● Written tasks
A: Answer these questions about the paper summary on cooperation in public goods games:
(i) Who are the authors of the paper?
(ii) In which kind of networks does cooperation emerge, according to the findings?
(iii) Through what mechanism do the networks in the model grow?
B: Convert everything in the records, from the start of the records down to the line that contains "[524,350,649,426]", into a JSON list of strings with one string per line, skipping blank lines and leaving out the pictures.

● Text to read
The emergence of cooperation in public goods games on randomly growing dynamic networks
Steve Miller, Joshua Knowles

TL;DR
This paper introduces a coevolutionary model showing how cooperation can emerge in growing networks through random attachment, even without complex cognition, offering insights into early evolution of cooperation.
Contribution
It presents the first model explaining cooperation emergence in public goods games on dynamically growing networks with random attachment mechanisms.
Findings
Cooperation emerges in moderately heterogeneous networks.
Network growth does not depend on initial agent behavior.
The model applies to minimally cognitive organisms.

[Stored data]
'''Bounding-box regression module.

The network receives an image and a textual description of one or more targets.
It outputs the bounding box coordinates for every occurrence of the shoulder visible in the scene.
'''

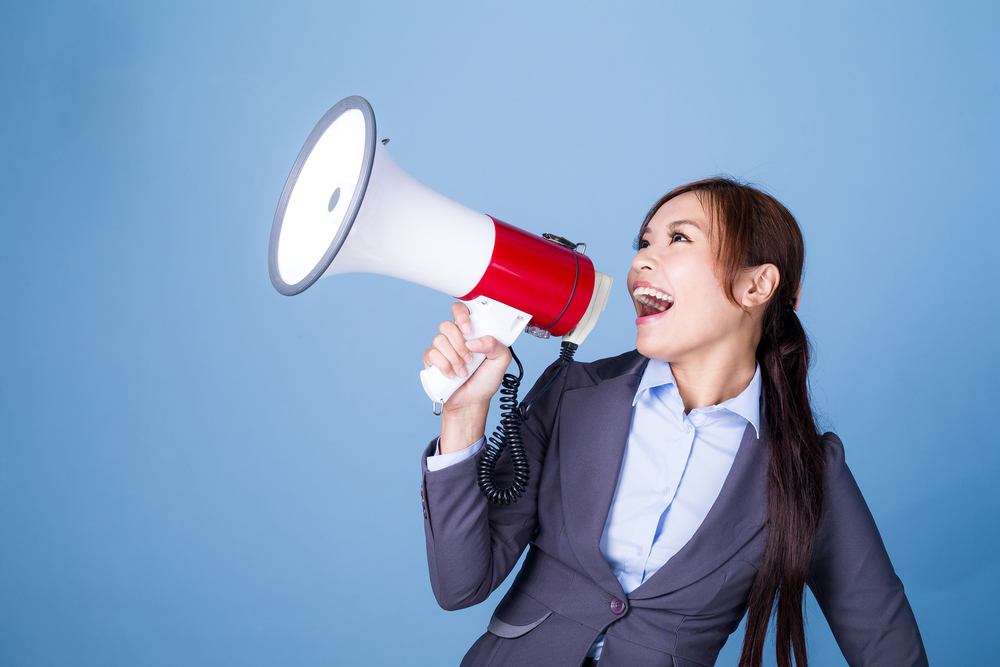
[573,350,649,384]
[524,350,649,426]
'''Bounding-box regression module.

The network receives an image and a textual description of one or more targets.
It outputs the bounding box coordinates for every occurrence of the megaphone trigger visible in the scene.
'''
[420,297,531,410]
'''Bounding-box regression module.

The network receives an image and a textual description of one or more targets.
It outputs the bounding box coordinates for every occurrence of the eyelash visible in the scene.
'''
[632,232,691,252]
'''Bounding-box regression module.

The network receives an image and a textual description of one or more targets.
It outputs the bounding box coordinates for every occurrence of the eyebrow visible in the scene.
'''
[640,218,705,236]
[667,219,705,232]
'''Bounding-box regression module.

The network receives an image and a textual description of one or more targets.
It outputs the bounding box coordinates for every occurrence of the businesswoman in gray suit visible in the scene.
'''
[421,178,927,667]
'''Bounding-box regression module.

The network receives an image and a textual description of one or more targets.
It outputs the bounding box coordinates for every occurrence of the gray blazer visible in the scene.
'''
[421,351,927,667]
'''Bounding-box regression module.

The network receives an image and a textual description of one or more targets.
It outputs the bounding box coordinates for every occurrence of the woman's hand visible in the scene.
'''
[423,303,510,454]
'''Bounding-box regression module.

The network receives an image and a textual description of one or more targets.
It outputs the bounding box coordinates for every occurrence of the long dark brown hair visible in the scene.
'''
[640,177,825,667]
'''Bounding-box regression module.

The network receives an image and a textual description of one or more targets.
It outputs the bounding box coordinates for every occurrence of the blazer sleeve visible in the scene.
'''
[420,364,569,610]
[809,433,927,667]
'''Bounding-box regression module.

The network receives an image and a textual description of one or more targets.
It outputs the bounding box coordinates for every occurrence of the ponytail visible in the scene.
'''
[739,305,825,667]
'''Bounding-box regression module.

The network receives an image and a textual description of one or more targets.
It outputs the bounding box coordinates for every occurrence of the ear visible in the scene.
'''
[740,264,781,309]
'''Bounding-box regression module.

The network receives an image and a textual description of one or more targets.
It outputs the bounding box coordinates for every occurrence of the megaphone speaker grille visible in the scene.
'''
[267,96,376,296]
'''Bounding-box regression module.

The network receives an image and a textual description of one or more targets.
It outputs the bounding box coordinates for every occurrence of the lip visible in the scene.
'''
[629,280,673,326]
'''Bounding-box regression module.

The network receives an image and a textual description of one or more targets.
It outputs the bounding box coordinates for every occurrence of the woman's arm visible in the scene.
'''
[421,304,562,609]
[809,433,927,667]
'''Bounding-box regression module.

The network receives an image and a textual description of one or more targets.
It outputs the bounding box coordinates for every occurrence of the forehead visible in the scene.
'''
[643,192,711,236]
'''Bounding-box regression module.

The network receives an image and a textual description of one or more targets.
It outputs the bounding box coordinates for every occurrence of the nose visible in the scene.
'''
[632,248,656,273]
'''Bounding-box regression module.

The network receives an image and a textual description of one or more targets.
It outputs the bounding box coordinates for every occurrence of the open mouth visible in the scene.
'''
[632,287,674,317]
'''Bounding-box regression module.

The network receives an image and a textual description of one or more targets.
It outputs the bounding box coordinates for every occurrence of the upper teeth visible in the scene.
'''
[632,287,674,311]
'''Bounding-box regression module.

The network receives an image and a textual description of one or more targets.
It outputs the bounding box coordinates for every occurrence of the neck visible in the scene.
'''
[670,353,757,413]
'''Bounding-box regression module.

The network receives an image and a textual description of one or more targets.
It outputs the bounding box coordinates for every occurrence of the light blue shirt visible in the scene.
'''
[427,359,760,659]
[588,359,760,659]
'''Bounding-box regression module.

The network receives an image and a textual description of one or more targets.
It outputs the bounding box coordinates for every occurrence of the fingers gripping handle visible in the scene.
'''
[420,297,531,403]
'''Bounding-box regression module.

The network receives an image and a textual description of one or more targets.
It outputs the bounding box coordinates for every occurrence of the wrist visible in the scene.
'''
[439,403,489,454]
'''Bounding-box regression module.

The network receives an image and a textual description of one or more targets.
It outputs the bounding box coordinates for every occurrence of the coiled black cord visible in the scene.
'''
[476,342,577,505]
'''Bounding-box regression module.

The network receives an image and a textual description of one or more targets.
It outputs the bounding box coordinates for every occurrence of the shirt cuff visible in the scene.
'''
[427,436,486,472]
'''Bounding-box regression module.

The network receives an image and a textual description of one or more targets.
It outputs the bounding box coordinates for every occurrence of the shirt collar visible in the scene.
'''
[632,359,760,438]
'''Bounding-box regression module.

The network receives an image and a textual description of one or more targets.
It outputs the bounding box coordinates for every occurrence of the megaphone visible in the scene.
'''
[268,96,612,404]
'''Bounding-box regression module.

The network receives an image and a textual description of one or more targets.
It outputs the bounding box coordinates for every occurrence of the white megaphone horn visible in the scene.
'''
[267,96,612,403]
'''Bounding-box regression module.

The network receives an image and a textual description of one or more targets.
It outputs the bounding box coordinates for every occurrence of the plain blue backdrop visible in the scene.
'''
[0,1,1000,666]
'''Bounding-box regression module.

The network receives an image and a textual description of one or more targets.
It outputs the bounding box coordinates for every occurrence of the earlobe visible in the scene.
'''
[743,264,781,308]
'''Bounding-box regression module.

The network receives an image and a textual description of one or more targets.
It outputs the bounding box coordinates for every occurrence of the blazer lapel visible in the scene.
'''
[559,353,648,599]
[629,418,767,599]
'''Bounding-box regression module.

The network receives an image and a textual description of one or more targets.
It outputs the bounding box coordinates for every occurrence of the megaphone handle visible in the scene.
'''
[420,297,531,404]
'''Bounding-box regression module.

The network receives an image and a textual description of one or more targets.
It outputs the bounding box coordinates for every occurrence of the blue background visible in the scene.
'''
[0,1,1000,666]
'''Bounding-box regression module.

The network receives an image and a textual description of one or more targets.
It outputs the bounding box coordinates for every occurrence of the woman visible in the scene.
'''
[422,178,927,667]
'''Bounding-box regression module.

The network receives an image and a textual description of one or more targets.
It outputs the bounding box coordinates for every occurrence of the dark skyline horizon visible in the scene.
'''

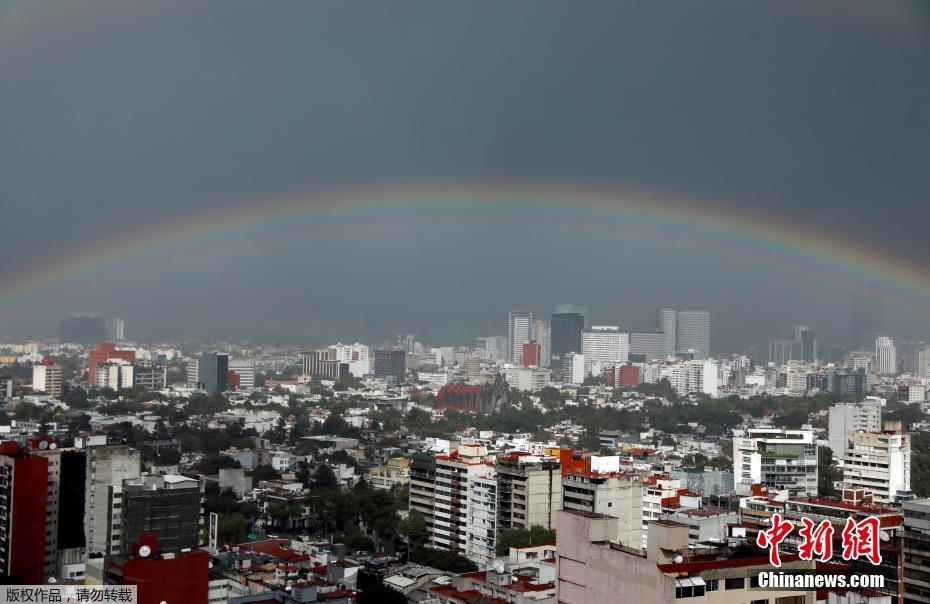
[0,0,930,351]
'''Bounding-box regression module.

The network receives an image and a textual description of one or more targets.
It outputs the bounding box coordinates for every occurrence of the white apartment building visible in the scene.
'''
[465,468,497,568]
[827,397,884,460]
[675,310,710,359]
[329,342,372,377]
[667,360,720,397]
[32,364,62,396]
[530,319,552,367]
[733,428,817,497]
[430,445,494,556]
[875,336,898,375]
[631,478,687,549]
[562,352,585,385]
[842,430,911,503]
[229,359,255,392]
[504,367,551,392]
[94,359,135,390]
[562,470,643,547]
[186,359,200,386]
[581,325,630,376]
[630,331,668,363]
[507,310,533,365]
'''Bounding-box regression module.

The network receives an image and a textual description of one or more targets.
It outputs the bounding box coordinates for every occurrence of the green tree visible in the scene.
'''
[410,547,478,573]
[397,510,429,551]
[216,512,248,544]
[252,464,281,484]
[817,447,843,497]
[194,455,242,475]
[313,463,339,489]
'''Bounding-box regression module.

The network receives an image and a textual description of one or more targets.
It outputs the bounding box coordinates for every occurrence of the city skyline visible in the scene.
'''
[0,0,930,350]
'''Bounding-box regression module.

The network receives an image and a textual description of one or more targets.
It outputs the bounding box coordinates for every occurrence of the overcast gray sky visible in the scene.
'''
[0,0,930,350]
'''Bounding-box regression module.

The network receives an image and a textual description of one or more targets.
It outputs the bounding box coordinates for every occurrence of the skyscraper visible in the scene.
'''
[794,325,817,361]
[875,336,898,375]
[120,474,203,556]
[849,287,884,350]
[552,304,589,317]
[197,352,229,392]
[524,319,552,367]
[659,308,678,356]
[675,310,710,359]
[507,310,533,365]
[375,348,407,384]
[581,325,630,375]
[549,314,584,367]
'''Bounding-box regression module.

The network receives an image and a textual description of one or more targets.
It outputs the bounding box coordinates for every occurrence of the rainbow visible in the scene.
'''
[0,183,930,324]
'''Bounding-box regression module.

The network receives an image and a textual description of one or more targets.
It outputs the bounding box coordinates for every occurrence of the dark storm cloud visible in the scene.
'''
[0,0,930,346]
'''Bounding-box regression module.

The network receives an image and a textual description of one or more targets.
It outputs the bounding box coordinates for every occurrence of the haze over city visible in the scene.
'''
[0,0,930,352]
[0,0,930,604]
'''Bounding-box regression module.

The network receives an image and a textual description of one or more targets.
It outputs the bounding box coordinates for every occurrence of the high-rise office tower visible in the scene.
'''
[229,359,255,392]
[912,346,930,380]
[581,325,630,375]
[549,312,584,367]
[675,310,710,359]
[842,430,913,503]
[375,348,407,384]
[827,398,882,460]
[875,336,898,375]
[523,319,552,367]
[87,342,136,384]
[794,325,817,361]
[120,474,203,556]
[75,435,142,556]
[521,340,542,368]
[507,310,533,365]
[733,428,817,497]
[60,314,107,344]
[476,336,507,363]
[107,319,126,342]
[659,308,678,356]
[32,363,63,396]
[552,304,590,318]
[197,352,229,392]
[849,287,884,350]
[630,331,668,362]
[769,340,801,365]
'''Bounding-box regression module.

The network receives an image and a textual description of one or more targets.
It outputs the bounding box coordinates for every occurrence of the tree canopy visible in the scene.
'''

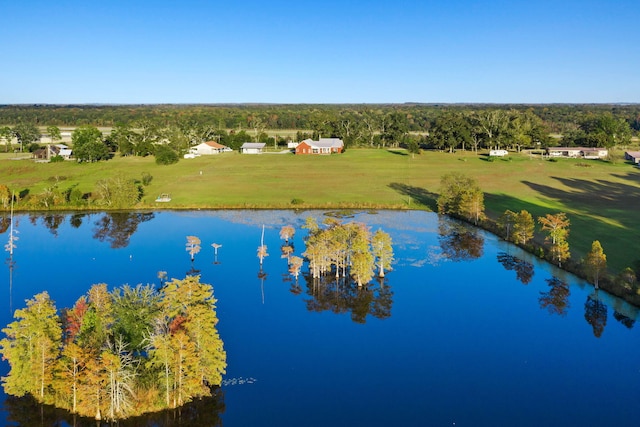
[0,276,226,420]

● Answers to the tasks
A:
(i) Steve Miller and Joshua Knowles.
(ii) In moderately heterogeneous networks.
(iii) Through random attachment.

B:
[
  "'''Bounding-box regression module.",
  "The network receives an image and a textual description of one or more targets.",
  "It outputs the bounding box coordinates for every occurrence of the shoulder visible in the scene.",
  "'''",
  "[573,350,649,384]",
  "[524,350,649,426]"
]